───── Data supplied

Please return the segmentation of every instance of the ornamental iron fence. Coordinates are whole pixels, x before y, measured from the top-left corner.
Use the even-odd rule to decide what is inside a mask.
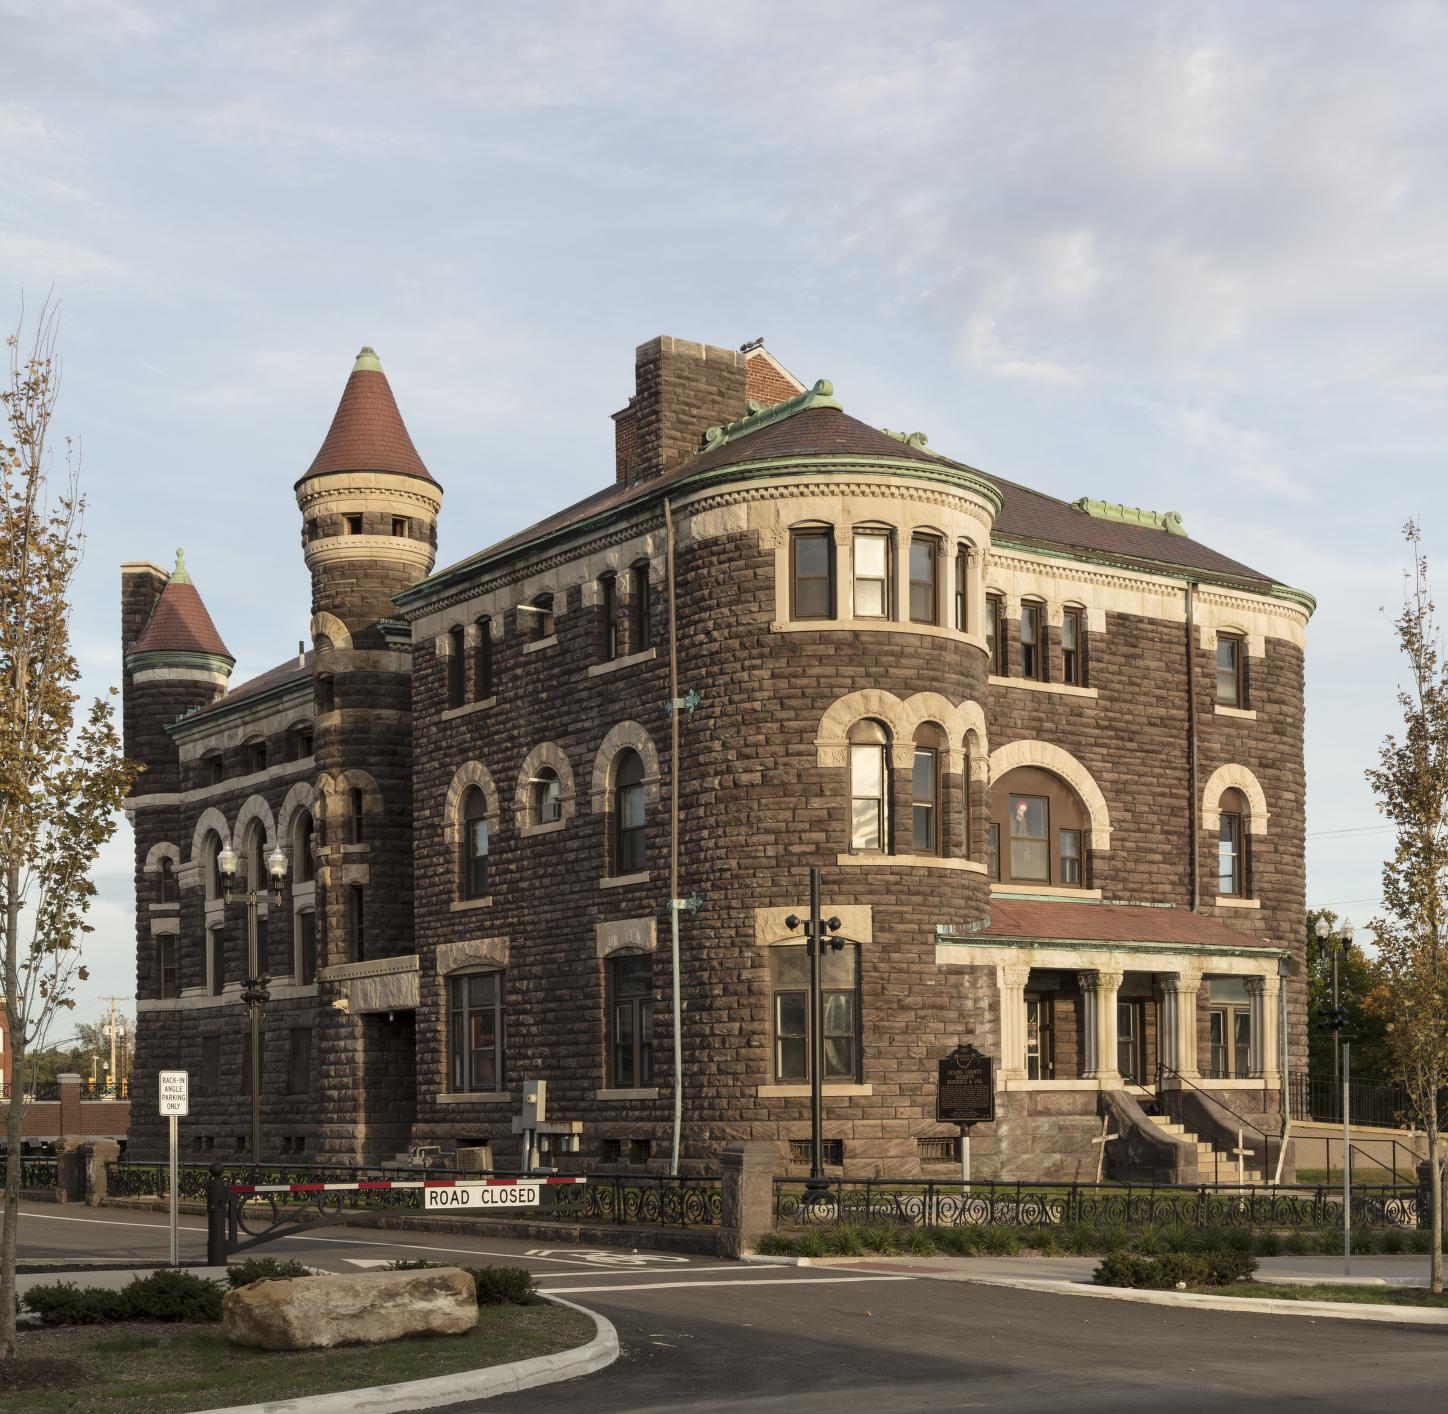
[[[0,1170],[4,1159],[0,1157]],[[44,1154],[22,1154],[20,1156],[20,1186],[22,1188],[59,1188],[60,1160]]]
[[[1418,1190],[1406,1184],[1352,1190],[1355,1227],[1418,1225]],[[1309,1230],[1342,1226],[1342,1189],[1327,1185],[1114,1183],[962,1184],[922,1179],[776,1178],[774,1218],[784,1227],[891,1223],[905,1227],[1241,1227]]]
[[[255,1166],[226,1164],[222,1177],[228,1184],[365,1183],[401,1178],[450,1178],[459,1182],[485,1178],[525,1178],[529,1175],[496,1169],[417,1169],[405,1166],[358,1167],[342,1164],[283,1164]],[[716,1227],[723,1211],[719,1176],[678,1176],[646,1173],[590,1173],[588,1182],[545,1190],[543,1206],[528,1209],[530,1219],[558,1222],[599,1222],[657,1227]],[[210,1164],[181,1164],[177,1192],[182,1198],[204,1200],[211,1180]],[[116,1198],[165,1198],[169,1173],[164,1163],[117,1160],[106,1165],[106,1191]],[[305,1207],[314,1199],[306,1193],[269,1195],[283,1207]],[[416,1209],[415,1189],[361,1190],[348,1195],[353,1209]],[[506,1217],[506,1212],[496,1214]]]

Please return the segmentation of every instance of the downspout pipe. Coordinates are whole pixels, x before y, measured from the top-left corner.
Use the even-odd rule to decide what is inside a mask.
[[[679,984],[679,620],[674,596],[674,511],[664,500],[665,563],[669,584],[669,966],[674,1006],[674,1128],[669,1172],[679,1172],[679,1134],[684,1124],[683,1005]]]
[[[1187,581],[1187,819],[1191,822],[1191,838],[1187,841],[1187,867],[1191,871],[1192,912],[1202,905],[1201,814],[1197,804],[1197,665],[1196,665],[1196,580]]]

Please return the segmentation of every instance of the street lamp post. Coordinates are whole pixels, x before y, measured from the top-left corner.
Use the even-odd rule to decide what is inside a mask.
[[[809,958],[809,1184],[812,1189],[825,1185],[823,1127],[825,1018],[824,1018],[824,953],[829,948],[839,952],[853,938],[838,937],[840,920],[821,917],[820,871],[809,871],[809,917],[801,920],[791,913],[784,926],[794,932],[803,921],[805,956]]]
[[[1334,1084],[1341,1076],[1340,1053],[1342,1048],[1342,1030],[1346,1021],[1343,1014],[1342,998],[1338,994],[1338,959],[1352,947],[1352,924],[1344,923],[1338,932],[1334,933],[1328,927],[1327,919],[1319,918],[1313,929],[1317,935],[1317,951],[1321,955],[1324,949],[1332,955],[1332,1005],[1321,1009],[1322,1019],[1327,1023],[1328,1030],[1332,1032],[1332,1078]]]
[[[1324,947],[1332,950],[1332,1005],[1324,1008],[1326,1021],[1332,1031],[1332,1078],[1342,1080],[1342,1269],[1352,1275],[1352,1081],[1348,1069],[1351,1055],[1350,1043],[1342,1039],[1343,1015],[1342,998],[1338,993],[1338,959],[1352,947],[1352,924],[1344,923],[1334,935],[1327,926],[1327,919],[1319,918],[1313,929],[1317,935],[1319,955]],[[1339,1068],[1339,1055],[1341,1067]],[[1335,1086],[1334,1086],[1335,1088]],[[1331,1168],[1331,1164],[1328,1165]]]
[[[221,875],[222,896],[228,907],[233,903],[246,904],[246,979],[242,984],[241,1000],[246,1006],[251,1024],[251,1161],[261,1163],[261,1009],[271,1000],[267,992],[270,977],[261,975],[260,959],[256,947],[256,906],[272,903],[281,906],[282,890],[287,881],[287,857],[281,846],[272,847],[267,855],[266,869],[271,878],[271,889],[263,893],[255,888],[260,880],[248,882],[253,886],[248,893],[233,892],[236,883],[236,851],[227,845],[216,856],[217,871]]]

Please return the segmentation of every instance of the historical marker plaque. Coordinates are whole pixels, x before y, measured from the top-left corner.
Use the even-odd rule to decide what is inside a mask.
[[[995,1119],[991,1058],[974,1046],[957,1046],[939,1063],[935,1118],[943,1124],[989,1124]]]

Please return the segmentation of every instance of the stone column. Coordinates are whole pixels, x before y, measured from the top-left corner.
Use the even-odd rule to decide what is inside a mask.
[[[1031,969],[1021,966],[996,968],[1000,988],[1002,1080],[1026,1078],[1026,983]]]
[[[1278,1055],[1281,988],[1280,977],[1247,978],[1247,996],[1252,1004],[1252,1074],[1260,1075],[1272,1085],[1279,1084],[1282,1078]]]
[[[1087,1080],[1119,1082],[1116,1068],[1116,994],[1121,990],[1119,972],[1082,972],[1077,978],[1086,998]]]
[[[60,1086],[60,1134],[62,1138],[67,1136],[79,1136],[84,1132],[80,1119],[80,1087],[81,1078],[67,1072],[59,1075],[56,1080]]]
[[[719,1255],[742,1257],[774,1231],[774,1174],[780,1167],[777,1144],[742,1140],[726,1144],[719,1158]]]
[[[1202,978],[1198,972],[1178,972],[1161,979],[1162,1015],[1165,1035],[1158,1045],[1162,1062],[1183,1079],[1196,1080],[1197,992]]]

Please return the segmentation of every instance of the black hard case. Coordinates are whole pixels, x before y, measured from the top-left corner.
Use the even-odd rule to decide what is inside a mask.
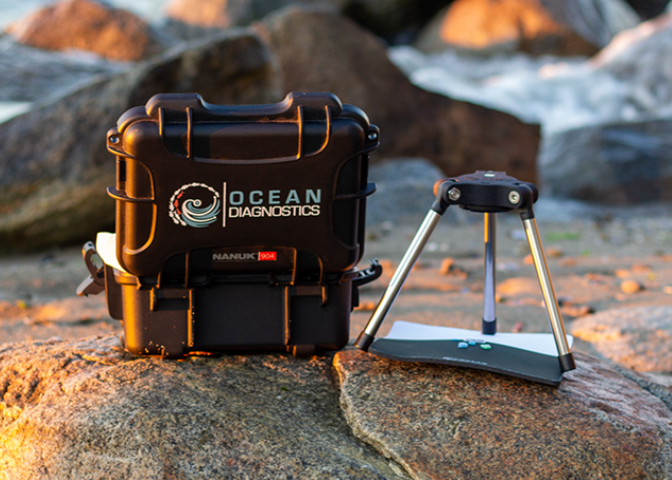
[[[380,274],[355,268],[378,137],[364,112],[327,93],[258,106],[156,95],[122,115],[107,136],[108,193],[126,272],[105,276],[129,351],[342,348],[357,287]],[[193,192],[192,206],[221,202],[203,228],[183,221]]]

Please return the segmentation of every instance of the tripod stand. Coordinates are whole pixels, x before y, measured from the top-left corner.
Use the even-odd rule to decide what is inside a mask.
[[[532,209],[532,205],[538,197],[537,188],[531,183],[518,181],[503,172],[478,171],[469,175],[439,180],[434,186],[434,193],[436,195],[434,204],[420,225],[366,328],[357,338],[355,346],[361,350],[371,350],[373,353],[397,360],[470,366],[541,383],[559,384],[562,373],[573,370],[576,366],[565,334]],[[459,338],[443,342],[399,339],[375,340],[376,332],[396,300],[418,256],[432,235],[441,216],[451,205],[458,205],[468,211],[483,213],[484,216],[485,286],[481,330],[484,337],[481,338],[490,338],[491,336],[491,343],[494,345],[487,349],[467,349],[463,346],[465,342],[460,342]],[[511,347],[506,345],[505,341],[496,343],[495,340],[497,338],[495,313],[497,213],[514,210],[520,211],[523,221],[546,305],[546,312],[553,331],[557,357],[524,348]],[[497,348],[494,348],[495,346]],[[495,353],[487,352],[486,354],[485,350],[492,350]]]

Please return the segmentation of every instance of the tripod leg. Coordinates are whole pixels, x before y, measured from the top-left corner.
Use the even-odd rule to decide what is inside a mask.
[[[369,323],[366,324],[364,331],[357,337],[355,347],[364,350],[365,352],[369,349],[369,346],[376,336],[376,332],[378,332],[380,324],[383,323],[385,315],[396,300],[397,295],[399,295],[399,291],[404,285],[408,274],[413,269],[413,265],[415,265],[416,260],[420,256],[422,249],[425,247],[427,240],[429,240],[429,237],[432,235],[432,232],[440,219],[441,215],[433,209],[427,213],[422,225],[420,225],[418,232],[415,234],[415,238],[413,238],[408,250],[406,250],[404,257],[401,259],[397,270],[394,272],[392,280],[390,280],[390,284],[383,294],[383,298],[381,298],[380,303],[373,311]]]
[[[486,335],[497,333],[497,314],[495,313],[495,248],[497,244],[497,214],[484,213],[485,240],[485,285],[483,288],[483,325],[481,330]]]
[[[534,260],[534,268],[537,270],[537,277],[539,278],[541,293],[544,296],[544,303],[546,304],[548,319],[551,322],[551,328],[553,329],[555,344],[558,347],[560,368],[563,372],[574,370],[576,365],[574,364],[574,357],[569,349],[569,344],[567,343],[565,326],[562,323],[562,317],[560,316],[560,309],[558,308],[558,301],[556,300],[555,292],[553,291],[551,276],[548,273],[548,265],[546,265],[544,251],[541,248],[541,240],[539,239],[537,222],[534,217],[524,218],[523,225],[525,226],[527,242],[530,244],[532,259]]]

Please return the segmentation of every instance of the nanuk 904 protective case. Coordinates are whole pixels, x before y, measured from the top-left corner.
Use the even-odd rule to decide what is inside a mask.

──────────

→ **Your task**
Each line from the first line of the records through the line containing "Please return the segmentation of every instance of the street" must be reproduced exactly, with both ends included and all pictures omitted; nothing else belongs in the answer.

→ **Result**
Please return the segmentation of every instance of the ornamental iron fence. Coordinates are whole pixels, x before y, measured from the top-left corner.
Use the even-odd rule to decide what is inside a mask.
[[[0,1170],[4,1159],[0,1157]],[[44,1154],[22,1154],[20,1156],[20,1186],[22,1188],[59,1188],[60,1160]]]
[[[1418,1190],[1406,1184],[1352,1190],[1355,1227],[1418,1225]],[[1309,1230],[1342,1226],[1342,1189],[1327,1185],[1114,1183],[962,1184],[922,1179],[776,1178],[774,1218],[784,1227],[891,1223],[905,1227],[1241,1227]]]
[[[255,1166],[226,1164],[222,1177],[228,1184],[365,1183],[401,1178],[450,1178],[459,1182],[485,1178],[525,1178],[529,1175],[496,1169],[417,1169],[405,1166],[358,1167],[342,1164],[283,1164]],[[716,1227],[723,1211],[719,1176],[678,1176],[646,1173],[590,1173],[588,1182],[545,1190],[543,1206],[528,1209],[530,1219],[558,1222],[599,1222],[657,1227]],[[210,1164],[181,1164],[177,1192],[182,1198],[204,1200],[211,1180]],[[116,1198],[165,1198],[169,1173],[164,1163],[117,1160],[106,1165],[106,1191]],[[305,1207],[314,1199],[306,1193],[269,1195],[283,1207]],[[416,1209],[415,1189],[361,1190],[348,1195],[353,1209]],[[506,1217],[506,1212],[496,1214]]]

Please return the segmentation of every instance of the downspout pipe. Coordinates are whole pixels, x before y, measured from the top-left corner.
Use the even-odd rule to decide what is inside a mask.
[[[679,984],[679,620],[674,596],[674,511],[664,500],[665,563],[669,584],[669,966],[674,1006],[674,1128],[669,1172],[679,1172],[679,1134],[684,1124],[683,1005]]]
[[[1187,581],[1187,819],[1191,822],[1191,838],[1187,841],[1187,867],[1191,871],[1192,912],[1202,905],[1201,814],[1197,804],[1197,665],[1196,665],[1196,580]]]

Please return the segmentation of every instance of the street lamp post. Coordinates are whole pixels, x before y, measured from the top-left corner.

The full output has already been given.